### Task item
One figure is wanted here: how many lines in the entries hold the word "front".

### Data
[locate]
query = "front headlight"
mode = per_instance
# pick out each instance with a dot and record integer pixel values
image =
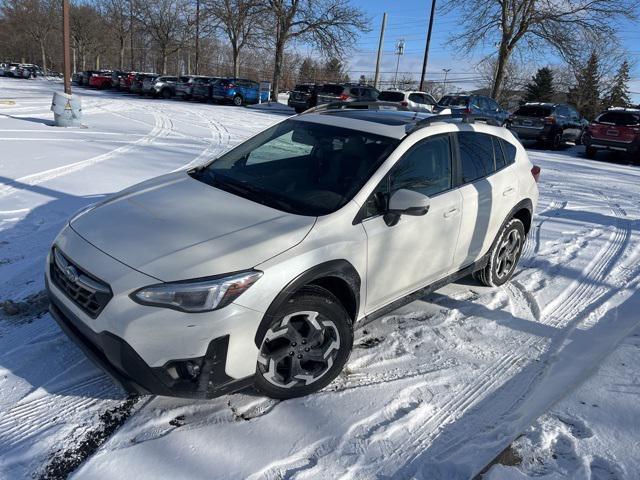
(201, 295)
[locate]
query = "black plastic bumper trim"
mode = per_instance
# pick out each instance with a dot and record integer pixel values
(121, 362)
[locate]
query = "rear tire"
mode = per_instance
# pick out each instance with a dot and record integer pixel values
(504, 255)
(306, 345)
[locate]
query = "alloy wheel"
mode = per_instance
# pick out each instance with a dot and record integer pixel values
(508, 253)
(299, 350)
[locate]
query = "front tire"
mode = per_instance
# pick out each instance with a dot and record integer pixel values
(504, 255)
(306, 345)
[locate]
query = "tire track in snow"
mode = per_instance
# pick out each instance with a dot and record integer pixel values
(13, 186)
(576, 298)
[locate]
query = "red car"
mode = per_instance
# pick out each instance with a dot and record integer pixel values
(616, 129)
(100, 80)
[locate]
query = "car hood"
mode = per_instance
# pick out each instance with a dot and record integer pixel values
(176, 228)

### Response to the task
2